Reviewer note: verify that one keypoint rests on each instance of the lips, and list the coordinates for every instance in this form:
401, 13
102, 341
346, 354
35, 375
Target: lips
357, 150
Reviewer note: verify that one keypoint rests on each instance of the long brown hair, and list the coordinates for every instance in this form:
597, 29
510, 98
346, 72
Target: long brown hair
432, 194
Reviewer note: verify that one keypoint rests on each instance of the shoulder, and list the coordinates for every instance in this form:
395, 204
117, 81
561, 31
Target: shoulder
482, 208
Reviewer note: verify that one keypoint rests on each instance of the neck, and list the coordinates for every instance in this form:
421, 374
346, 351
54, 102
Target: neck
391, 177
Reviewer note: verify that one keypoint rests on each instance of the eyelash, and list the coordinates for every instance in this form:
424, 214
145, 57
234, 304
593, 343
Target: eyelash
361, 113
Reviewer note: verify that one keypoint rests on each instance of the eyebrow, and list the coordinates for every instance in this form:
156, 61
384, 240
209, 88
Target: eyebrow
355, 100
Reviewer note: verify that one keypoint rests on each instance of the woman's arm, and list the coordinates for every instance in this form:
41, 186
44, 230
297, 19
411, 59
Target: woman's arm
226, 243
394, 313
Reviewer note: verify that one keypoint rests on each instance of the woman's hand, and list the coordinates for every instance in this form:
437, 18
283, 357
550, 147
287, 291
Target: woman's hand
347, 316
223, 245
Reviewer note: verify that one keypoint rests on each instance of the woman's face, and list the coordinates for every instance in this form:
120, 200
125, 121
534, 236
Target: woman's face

● REQUIRED WORK
Convert every line of the material above into a JSON list of strings, with one string per line and blank lines omitted.

● SOLUTION TO THE EXERCISE
[
  "Reviewer note: verify that one keypoint rests on each instance of the lips, and list the coordinates for every instance in this form:",
  "401, 13",
  "102, 341",
  "346, 354",
  "35, 375",
  "Target: lips",
  "357, 150",
  "Reviewer note: verify that one keypoint rests on each instance of the long brown hair, and list the coordinates for every instance in this form:",
  "597, 29",
  "510, 98",
  "346, 72",
  "Target: long brown hair",
  "432, 194",
  "Reviewer note: verify that one keypoint rests on each instance of the shoulder, and list the coordinates for every instance in this form:",
  "395, 204",
  "117, 81",
  "561, 31",
  "Target: shoulder",
  "482, 208",
  "Reviewer note: verify that one keypoint rests on each instance of the neck, and list the coordinates for every instance in this form:",
  "421, 374",
  "346, 351",
  "54, 102",
  "Target: neck",
  "391, 177",
  "Reviewer note: verify that one keypoint rests on each instance of the eyelash, and list the coordinates for every instance in this form:",
  "424, 214",
  "145, 57",
  "234, 304",
  "593, 343",
  "Target: eyelash",
  "361, 113",
  "Reviewer note: verify that one keypoint rests on each instance of the eyebrow, and list the coordinates for every instance in this form:",
  "156, 61",
  "384, 240",
  "209, 88",
  "Target: eyebrow",
  "355, 100",
  "Reviewer note: verify that one keypoint rests on each instance of the woman's arm, and list the coordinates for every instance in this form:",
  "41, 186",
  "44, 230",
  "297, 19",
  "411, 59",
  "Target: woman's arm",
  "226, 243",
  "394, 313",
  "Reviewer note: verify that one keypoint rests on each instance of the woman's hand, and list the coordinates for every instance in this form:",
  "437, 18",
  "283, 357",
  "550, 147",
  "287, 291",
  "Target: woman's hand",
  "347, 316",
  "223, 245",
  "Reviewer note: verify that one keypoint rests on each instance of the woman's face, and list the coordinates for every instance in this form:",
  "120, 200",
  "125, 121",
  "534, 236",
  "Target: woman's face"
]